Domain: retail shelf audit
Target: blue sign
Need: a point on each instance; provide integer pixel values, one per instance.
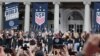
(40, 11)
(11, 15)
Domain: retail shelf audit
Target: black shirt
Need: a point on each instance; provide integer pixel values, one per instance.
(39, 53)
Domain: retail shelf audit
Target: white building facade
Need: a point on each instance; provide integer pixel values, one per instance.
(77, 19)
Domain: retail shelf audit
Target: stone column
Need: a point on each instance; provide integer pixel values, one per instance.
(87, 19)
(56, 16)
(1, 21)
(27, 17)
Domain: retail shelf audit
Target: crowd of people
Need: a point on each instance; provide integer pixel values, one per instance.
(41, 43)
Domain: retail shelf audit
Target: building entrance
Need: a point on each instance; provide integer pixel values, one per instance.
(75, 22)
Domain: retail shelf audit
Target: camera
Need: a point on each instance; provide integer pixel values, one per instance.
(25, 46)
(58, 42)
(8, 50)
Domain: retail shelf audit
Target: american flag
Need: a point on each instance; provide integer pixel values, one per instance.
(40, 11)
(40, 16)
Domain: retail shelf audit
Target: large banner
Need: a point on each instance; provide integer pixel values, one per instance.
(40, 11)
(11, 16)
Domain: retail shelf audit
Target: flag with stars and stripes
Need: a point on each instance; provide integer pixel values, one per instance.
(40, 11)
(96, 19)
(11, 15)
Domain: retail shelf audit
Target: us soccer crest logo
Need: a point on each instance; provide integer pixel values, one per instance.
(98, 16)
(39, 18)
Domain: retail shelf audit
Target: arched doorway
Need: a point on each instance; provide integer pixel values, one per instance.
(75, 21)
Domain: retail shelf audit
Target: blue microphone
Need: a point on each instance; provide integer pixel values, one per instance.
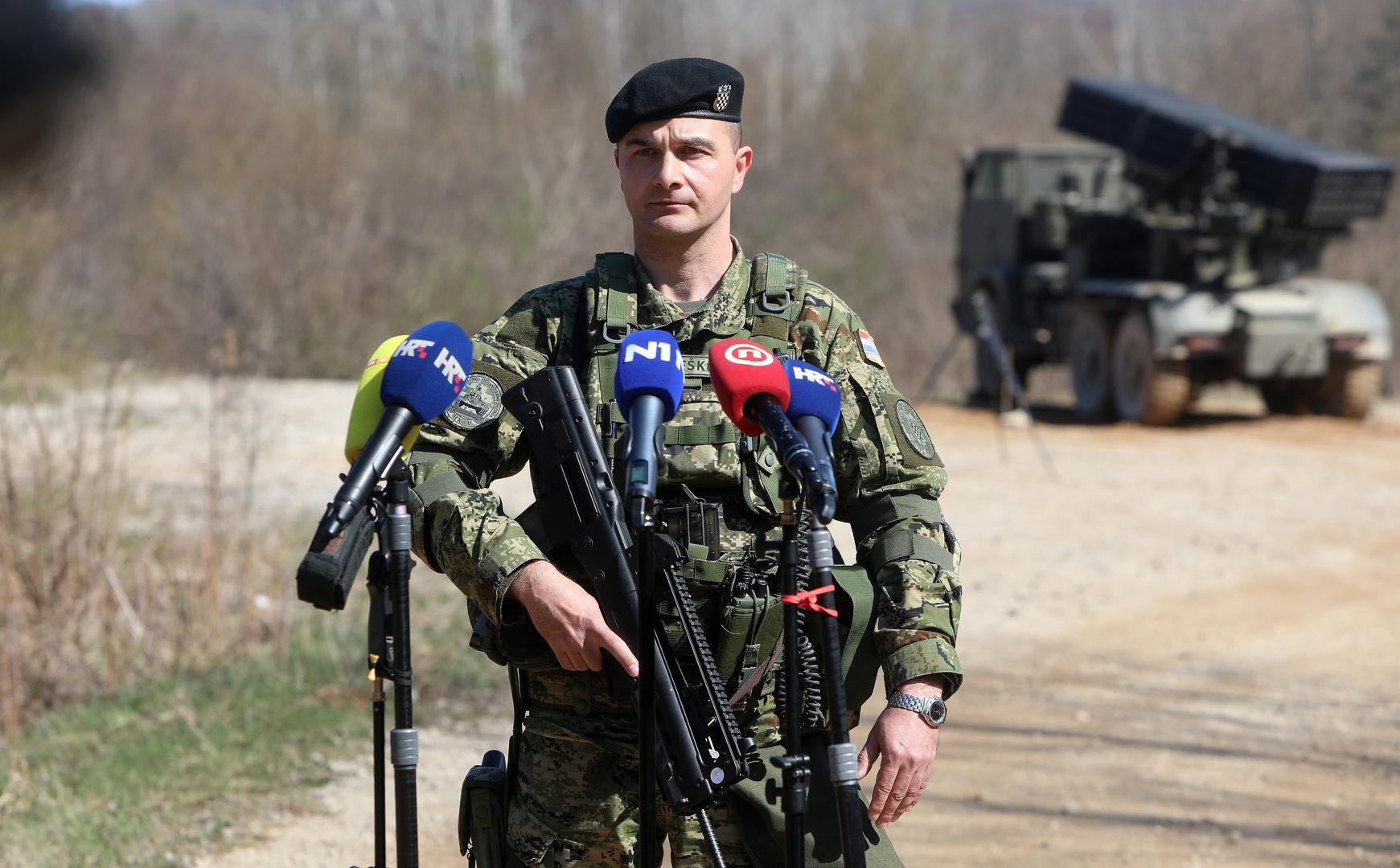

▶ _Task goal_:
Extract the full listing above verbatim; pictures are to be left out of the copy.

▶ _Task solution_:
Domain: retail shelf audit
Target: blue sign
Need: a point on each instance; provide integer pixel values, one per instance.
(40, 11)
(11, 15)
Domain: retail shelf audit
Target: black shirt
Need: a point on each instance; provide integer pixel values, one per instance.
(39, 53)
Domain: retail shelf audit
Target: white building facade
Need: a point on each instance; provide integer pixel values, one per instance.
(77, 19)
Domain: retail shelf audit
Target: stone column
Need: a point on each instance; provide integer pixel values, one per instance.
(87, 19)
(56, 16)
(1, 21)
(27, 17)
Domain: retail shelf audit
Target: crowd of people
Need: a point on each instance; provide integer pixel values, one per instance.
(41, 43)
Domain: retail shelf audit
Target: building entrance
Need: a point on each instance; provide integer pixel values, one per instance.
(75, 22)
Domain: retail shelf audit
Target: camera
Need: a point on each instance; provide integer pixel values, one per instance.
(25, 46)
(58, 42)
(8, 50)
Domain: retail shelf audit
Target: american flag
Need: a point on each instance; provide integer pixel values, one per instance.
(40, 11)
(40, 16)
Domain: retail shelf audit
Target: large banner
Need: a point on each instance; provide integer pixel values, one per instance.
(40, 11)
(11, 16)
Domain: retail shelf audit
Target: flag with stars and stripes
Need: a point on each instance; provide integer pixel values, one per instance.
(40, 11)
(96, 19)
(11, 15)
Domain: retail shelf audit
Target: us soccer crest logo
Need: a point on each instance; provide integer pixel values, one per instance.
(98, 16)
(39, 18)
Domain: retail shelf audit
Target: arched doorway
Need: a point on each instance; provide integer pixel values, one per instance.
(75, 21)
Domain: retail shelf audit
Target: blue microphone
Need: a point on each instance; provide integer pixel values, one per instance.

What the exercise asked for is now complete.